→ Task prompt
Could you please repeat the data below word for word?

→ Supplied information
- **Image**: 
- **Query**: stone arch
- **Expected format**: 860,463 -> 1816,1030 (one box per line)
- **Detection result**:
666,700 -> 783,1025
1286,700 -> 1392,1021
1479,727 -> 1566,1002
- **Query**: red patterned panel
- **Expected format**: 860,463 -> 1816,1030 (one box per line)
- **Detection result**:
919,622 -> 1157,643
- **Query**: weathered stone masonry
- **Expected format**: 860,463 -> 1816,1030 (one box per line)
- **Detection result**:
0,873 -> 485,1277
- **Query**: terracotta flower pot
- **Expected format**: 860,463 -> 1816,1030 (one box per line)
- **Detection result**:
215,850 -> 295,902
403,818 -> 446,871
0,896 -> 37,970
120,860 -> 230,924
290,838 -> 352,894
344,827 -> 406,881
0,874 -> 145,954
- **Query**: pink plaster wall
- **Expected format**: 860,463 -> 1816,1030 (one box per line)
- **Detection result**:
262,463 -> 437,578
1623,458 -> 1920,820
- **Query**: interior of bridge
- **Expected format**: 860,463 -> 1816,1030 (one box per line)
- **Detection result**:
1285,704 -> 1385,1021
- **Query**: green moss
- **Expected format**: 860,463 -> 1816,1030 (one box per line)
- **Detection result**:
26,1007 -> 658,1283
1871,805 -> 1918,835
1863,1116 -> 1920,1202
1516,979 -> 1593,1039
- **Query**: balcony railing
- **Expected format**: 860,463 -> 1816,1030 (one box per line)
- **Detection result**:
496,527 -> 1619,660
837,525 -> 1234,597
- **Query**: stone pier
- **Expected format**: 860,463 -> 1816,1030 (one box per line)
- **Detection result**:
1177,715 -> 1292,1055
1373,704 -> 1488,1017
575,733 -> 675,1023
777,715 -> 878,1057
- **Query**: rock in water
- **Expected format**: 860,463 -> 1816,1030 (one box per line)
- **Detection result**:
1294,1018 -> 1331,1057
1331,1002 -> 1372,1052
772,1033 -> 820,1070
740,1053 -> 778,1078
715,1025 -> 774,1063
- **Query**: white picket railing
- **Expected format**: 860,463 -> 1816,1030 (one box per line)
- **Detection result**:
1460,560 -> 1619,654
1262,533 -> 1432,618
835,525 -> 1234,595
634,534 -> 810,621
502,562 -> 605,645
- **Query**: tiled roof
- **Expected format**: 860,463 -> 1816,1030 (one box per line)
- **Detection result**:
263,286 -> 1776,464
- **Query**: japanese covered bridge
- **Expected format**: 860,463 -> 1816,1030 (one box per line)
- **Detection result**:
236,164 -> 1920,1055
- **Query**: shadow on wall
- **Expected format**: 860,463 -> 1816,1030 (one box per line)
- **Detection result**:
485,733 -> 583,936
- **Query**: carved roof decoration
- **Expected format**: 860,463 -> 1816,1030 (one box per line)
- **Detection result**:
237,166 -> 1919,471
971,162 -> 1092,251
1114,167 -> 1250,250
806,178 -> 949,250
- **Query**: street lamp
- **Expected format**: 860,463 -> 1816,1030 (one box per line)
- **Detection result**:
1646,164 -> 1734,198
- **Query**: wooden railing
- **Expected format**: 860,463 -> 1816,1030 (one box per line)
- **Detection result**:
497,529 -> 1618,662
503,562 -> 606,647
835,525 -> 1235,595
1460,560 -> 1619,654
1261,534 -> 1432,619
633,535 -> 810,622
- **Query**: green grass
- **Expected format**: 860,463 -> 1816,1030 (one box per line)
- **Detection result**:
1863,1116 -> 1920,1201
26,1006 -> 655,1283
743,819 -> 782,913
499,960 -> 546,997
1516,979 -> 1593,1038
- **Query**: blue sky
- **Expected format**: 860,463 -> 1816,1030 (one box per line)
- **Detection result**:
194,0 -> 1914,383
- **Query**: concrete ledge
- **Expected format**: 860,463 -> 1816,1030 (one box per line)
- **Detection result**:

→ Output for this task
- **Image**: 
- **Query**: stone arch
- **Expected format**: 860,463 -> 1816,1030 (one box per line)
- **Detection result**:
666,700 -> 783,1025
1286,700 -> 1392,1021
1479,727 -> 1566,1002
- **Query**: red patterned panel
- **Expected format**: 860,463 -> 1816,1030 (one box per line)
- **Detection result**:
919,622 -> 1157,643
- **Query**: weathered stone masonry
- **Expected format**: 860,463 -> 1816,1030 (one box per line)
- **Detection result**:
0,873 -> 485,1277
- **Query**: terracotta flower pot
- **Expected format**: 860,463 -> 1816,1030 (one box per line)
- **Detection result**:
215,850 -> 295,902
403,818 -> 446,871
0,896 -> 37,970
120,860 -> 230,924
290,838 -> 352,894
344,827 -> 406,881
0,874 -> 145,954
- **Query**: pink plaster wall
- **Expected format**: 860,463 -> 1816,1030 (one box per line)
- **Detection result**:
262,463 -> 437,578
1623,458 -> 1920,820
- **Query**: interior of bridge
- **Expected format**: 860,463 -> 1816,1030 (one box per line)
- **Detection result**:
1285,704 -> 1385,1021
- **Query**: green moss
- **Expected format**: 860,463 -> 1816,1030 (one box per line)
- **Detection result**:
26,1007 -> 658,1283
1871,805 -> 1918,835
1863,1116 -> 1920,1202
1516,979 -> 1593,1039
- **Query**: balcony railing
- **Expected format**: 860,463 -> 1816,1030 (one box per line)
- **Detection result**:
496,527 -> 1619,660
837,525 -> 1234,597
- **Query**: stone pier
- **Expected format**: 860,463 -> 1816,1030 (one box per line)
- **Detection result**:
1177,715 -> 1292,1055
1373,704 -> 1488,1017
575,733 -> 675,1023
777,715 -> 878,1057
- **Query**: rock in water
- **Expected format**: 860,463 -> 1816,1030 (one box per line)
- **Detection result**:
1294,1018 -> 1331,1057
1331,1002 -> 1372,1052
772,1033 -> 820,1070
740,1053 -> 778,1078
715,1025 -> 774,1063
- **Query**: white picket railing
- **Expected format**: 860,463 -> 1816,1030 (one box per line)
- **Detection result**:
1460,560 -> 1619,654
1262,533 -> 1432,618
835,525 -> 1234,595
634,534 -> 810,621
502,562 -> 605,645
- **Query**: tiled roof
- **Expected format**: 860,463 -> 1816,1030 (one box per line)
- **Detection result**:
263,286 -> 1776,464
- **Query**: japanese covered bridge
- **Expected format**: 860,463 -> 1816,1030 (one box per line)
- **Detection result**:
236,164 -> 1920,1055
- **Query**: shadow on wall
- **Expected format**: 860,463 -> 1816,1030 (one box per line)
- **Detection result**:
485,733 -> 583,936
- **Query**: carved roof decoration
- **Expected format**: 860,463 -> 1816,1030 (one box per line)
- **Detection result**:
237,166 -> 1919,471
971,162 -> 1092,251
1114,167 -> 1250,250
806,178 -> 949,250
- **Query**: street lamp
- **Expected format**: 860,463 -> 1816,1030 (one box per line)
- **Detection result**:
1646,164 -> 1734,198
- **Query**: wooden railing
- **Expected format**: 860,463 -> 1816,1030 (one box per line)
- **Detection result**:
497,529 -> 1618,662
503,562 -> 606,647
835,525 -> 1235,595
1460,560 -> 1619,654
1261,534 -> 1432,619
633,535 -> 810,622
- **Query**: green grass
- **Expected format**: 860,463 -> 1816,1030 (one box per line)
- **Detection result**:
1863,1116 -> 1920,1201
26,1006 -> 655,1283
743,819 -> 782,913
499,960 -> 546,997
1516,979 -> 1593,1038
- **Query**: blue sky
- **Expected format**: 860,463 -> 1816,1030 (one box per line)
- **Detection result**:
194,0 -> 1914,383
- **Query**: concrete ledge
- **Expected format**: 860,463 -> 1816,1030 (one box per line)
- **Detection result**:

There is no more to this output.